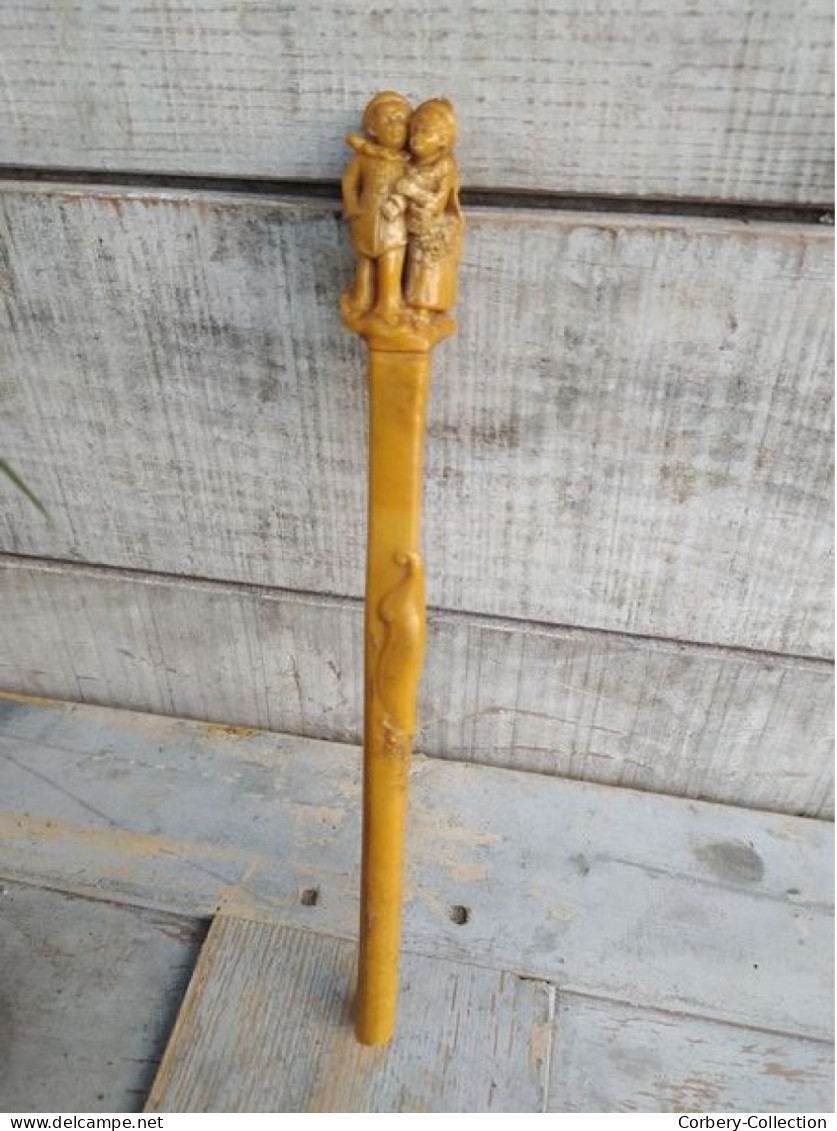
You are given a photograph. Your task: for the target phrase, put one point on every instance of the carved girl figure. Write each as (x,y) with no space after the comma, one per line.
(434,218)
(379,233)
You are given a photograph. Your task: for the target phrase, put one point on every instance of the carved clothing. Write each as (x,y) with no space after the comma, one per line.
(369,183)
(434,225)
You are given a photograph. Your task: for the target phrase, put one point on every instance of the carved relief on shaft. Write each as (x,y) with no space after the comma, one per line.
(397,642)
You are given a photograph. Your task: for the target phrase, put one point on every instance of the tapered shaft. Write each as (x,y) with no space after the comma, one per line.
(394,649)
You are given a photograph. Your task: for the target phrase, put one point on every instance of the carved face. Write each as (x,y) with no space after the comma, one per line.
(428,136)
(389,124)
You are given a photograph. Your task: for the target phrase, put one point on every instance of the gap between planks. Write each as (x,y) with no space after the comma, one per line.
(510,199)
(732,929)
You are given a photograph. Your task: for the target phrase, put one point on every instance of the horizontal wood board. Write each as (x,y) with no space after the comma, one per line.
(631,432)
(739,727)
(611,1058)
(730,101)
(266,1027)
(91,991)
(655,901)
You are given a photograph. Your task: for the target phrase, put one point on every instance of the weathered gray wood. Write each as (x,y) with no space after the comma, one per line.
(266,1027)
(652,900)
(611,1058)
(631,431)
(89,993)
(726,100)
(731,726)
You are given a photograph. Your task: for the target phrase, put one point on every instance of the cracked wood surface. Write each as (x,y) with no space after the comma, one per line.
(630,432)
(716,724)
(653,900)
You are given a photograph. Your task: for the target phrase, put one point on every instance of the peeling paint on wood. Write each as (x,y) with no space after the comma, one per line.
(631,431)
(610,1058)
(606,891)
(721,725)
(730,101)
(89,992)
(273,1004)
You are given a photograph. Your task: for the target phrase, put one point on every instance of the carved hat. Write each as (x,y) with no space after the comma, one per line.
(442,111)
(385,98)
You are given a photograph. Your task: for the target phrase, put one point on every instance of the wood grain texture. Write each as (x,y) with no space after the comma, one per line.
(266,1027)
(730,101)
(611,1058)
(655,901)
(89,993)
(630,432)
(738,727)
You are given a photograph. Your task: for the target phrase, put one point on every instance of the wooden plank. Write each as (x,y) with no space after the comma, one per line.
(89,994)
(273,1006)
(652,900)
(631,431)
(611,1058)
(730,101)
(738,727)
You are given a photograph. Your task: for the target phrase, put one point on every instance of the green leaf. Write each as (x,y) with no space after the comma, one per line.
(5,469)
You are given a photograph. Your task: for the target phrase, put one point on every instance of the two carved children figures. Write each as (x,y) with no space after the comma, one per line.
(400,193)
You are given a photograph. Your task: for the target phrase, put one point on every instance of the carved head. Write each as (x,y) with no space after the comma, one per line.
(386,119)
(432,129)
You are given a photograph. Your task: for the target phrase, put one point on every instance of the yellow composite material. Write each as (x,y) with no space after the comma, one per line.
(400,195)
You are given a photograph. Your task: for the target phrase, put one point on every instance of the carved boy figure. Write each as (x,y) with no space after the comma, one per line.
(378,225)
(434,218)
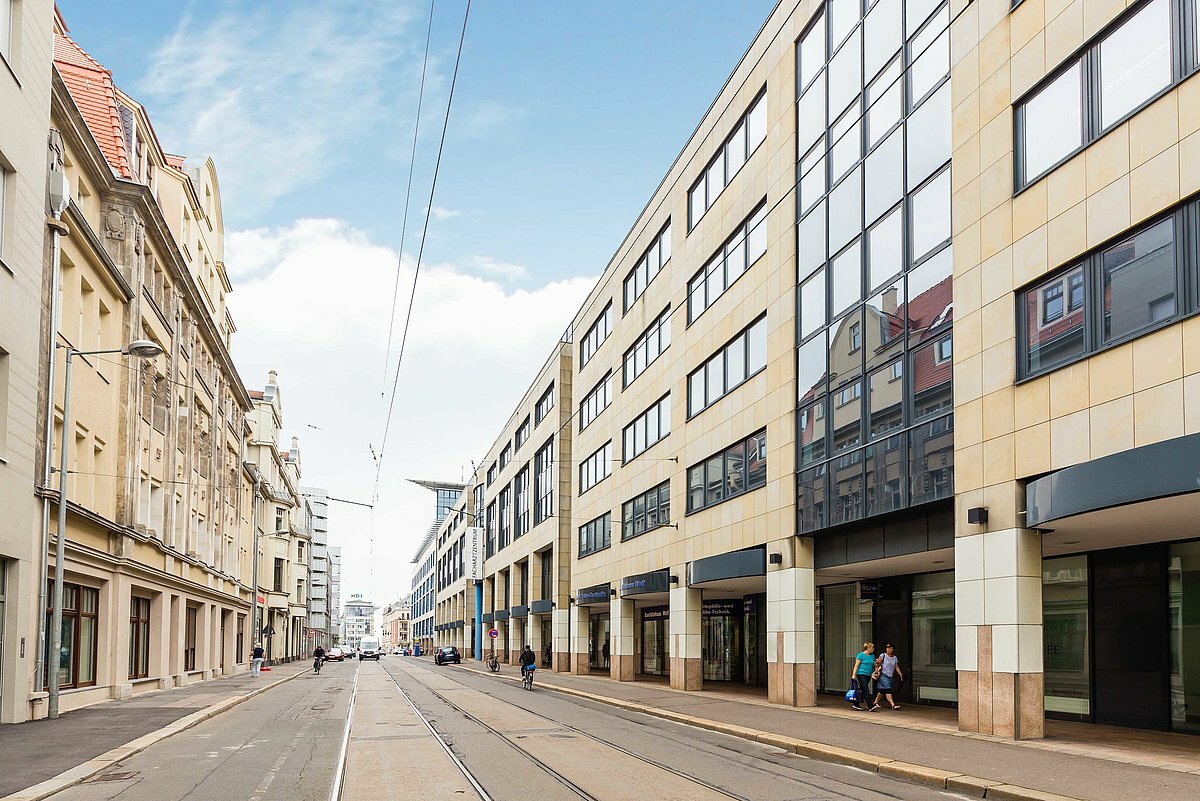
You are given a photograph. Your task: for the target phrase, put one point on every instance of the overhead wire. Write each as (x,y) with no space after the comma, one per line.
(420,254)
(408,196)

* * *

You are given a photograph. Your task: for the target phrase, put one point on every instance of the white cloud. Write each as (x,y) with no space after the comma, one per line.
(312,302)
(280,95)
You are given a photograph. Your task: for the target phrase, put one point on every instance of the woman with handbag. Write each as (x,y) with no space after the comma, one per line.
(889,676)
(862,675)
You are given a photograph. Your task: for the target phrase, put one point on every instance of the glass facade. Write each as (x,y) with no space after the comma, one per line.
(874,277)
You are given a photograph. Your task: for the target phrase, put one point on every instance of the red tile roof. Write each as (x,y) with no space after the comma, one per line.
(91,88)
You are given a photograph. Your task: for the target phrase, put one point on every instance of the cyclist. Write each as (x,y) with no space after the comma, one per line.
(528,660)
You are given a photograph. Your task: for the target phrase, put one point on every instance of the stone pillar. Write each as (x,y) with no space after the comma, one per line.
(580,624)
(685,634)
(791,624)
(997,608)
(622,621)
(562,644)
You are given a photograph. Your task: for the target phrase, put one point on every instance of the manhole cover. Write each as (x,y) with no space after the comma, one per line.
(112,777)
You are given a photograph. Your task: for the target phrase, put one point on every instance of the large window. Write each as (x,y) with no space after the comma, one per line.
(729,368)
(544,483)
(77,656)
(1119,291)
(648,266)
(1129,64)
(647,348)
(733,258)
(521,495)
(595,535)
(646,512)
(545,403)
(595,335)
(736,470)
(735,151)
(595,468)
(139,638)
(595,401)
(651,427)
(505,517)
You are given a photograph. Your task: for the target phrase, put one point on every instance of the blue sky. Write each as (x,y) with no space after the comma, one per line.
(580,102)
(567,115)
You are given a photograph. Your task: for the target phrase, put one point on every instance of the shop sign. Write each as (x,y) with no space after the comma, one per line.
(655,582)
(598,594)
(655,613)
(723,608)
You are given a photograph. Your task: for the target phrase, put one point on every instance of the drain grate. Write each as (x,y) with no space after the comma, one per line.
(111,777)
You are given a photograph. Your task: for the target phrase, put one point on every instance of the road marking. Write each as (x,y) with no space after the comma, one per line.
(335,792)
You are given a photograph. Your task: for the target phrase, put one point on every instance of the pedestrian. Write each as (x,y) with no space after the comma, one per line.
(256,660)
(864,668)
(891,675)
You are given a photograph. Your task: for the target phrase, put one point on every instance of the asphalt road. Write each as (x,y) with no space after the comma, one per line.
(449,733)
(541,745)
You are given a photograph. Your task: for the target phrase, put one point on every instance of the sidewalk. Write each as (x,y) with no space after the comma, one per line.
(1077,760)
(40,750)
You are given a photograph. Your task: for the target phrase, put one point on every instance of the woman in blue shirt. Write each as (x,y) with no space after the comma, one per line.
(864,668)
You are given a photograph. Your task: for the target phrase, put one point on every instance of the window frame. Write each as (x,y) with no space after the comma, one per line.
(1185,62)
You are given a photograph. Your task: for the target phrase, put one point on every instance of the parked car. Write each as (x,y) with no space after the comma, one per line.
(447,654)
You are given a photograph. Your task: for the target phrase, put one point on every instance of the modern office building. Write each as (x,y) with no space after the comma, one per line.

▸ **Exercise**
Which lines run from the one holding "of the window" through the one holding "of the modern" in the records above? Repeat them exactly, both included, and nothing more.

▸ **Task output**
You are given a photograph. Your task: for the target phrase, put one point on every instance of the window frame. Write each as (x,y) with no space after the comma, one per line.
(1185,62)
You are given a photograph. Your task: for the target phrase, put one point on every instance of the parked car. Write each as (x,y) with no space after the comma, one per line.
(447,654)
You are given a photograph. Your task: for the target phrase, put one point on every instance of the modern office building. Write each as (x,y) with no space after the comma, one per line.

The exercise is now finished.